_Passage for review_:
PRAGUE – Spurred by the coronavirus pandemic, the Czech Coalition Council will consider a proposal by the Minister of Labor and Social Affairs, Jana Maláčová, to permanently adopt a German-style public unemployment insurance scheme, known as “Kurzarbeit” or “Short-time working,” reported Seznam Zpravy on Monday.
“Kurzarbeit” is a form of public insurance where in times of crisis, employers can reduce hours instead of laying off large numbers of employees, while the government provides funds to replace the income of workers, for example, 60 to 80 percent of an employee’s average wage. The program would extend up to nine months from the onset of a crisis. According to the International Monetary Fund, the scheme is one of the best available tools to combat economic shocks. Workers’ incomes are protected, while employers save on the hiring and rehiring process.
Seznam Zpravy notes that the proposed scheme may be needed in the fall, especially in the hard-hit manufacturing sector in Czechia, and could be implemented as early as September. The program would become effective immediately at the onset of a significant economic shock, such as a recession or a viral pandemic.
Prerequisites for the use of the public insurance law would include that a given employee must be employed for at least one year. Furthermore, the activation of the law would require extraordinary economic circumstances, “For example, in a situation where unemployment in the whole country will rise by 15 percent,” according to Maláčová.
Due to the temporary unemployment policy measures taken by the government amid the coronavirus pandemic, about 750,000 jobs have been protected by a similar policy. The proposal would make such measures permanent in Czech law if adopted.

_Entries shown_:
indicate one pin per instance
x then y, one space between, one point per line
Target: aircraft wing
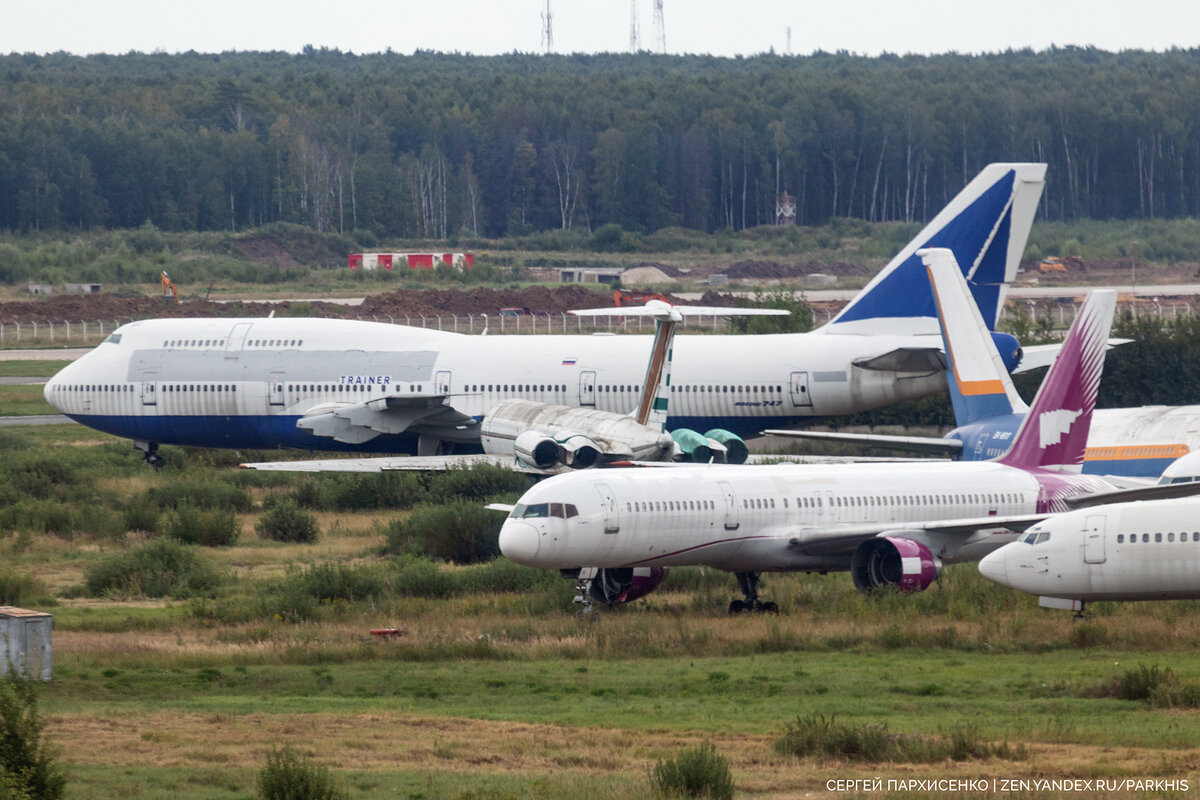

---

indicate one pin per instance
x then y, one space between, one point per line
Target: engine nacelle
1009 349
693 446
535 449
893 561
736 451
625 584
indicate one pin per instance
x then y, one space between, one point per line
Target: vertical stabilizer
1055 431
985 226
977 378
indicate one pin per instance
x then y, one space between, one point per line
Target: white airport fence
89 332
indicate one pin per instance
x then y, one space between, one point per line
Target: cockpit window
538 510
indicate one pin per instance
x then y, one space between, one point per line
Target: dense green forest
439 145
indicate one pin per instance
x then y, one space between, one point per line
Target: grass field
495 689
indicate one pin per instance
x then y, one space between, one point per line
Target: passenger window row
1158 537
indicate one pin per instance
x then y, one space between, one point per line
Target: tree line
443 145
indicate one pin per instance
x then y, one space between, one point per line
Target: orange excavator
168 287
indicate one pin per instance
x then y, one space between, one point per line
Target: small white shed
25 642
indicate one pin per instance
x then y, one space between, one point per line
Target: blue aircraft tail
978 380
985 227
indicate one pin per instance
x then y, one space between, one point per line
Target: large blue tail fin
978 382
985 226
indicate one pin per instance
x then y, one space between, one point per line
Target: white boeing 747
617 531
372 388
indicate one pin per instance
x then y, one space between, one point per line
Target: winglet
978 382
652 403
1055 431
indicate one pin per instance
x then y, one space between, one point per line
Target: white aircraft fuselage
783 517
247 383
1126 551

_Problem description_: In the news report on the Czech "Kurzarbeit" proposal, how long must an employee have been employed before the public insurance law could apply to them?

_Exercise output_: At least one year.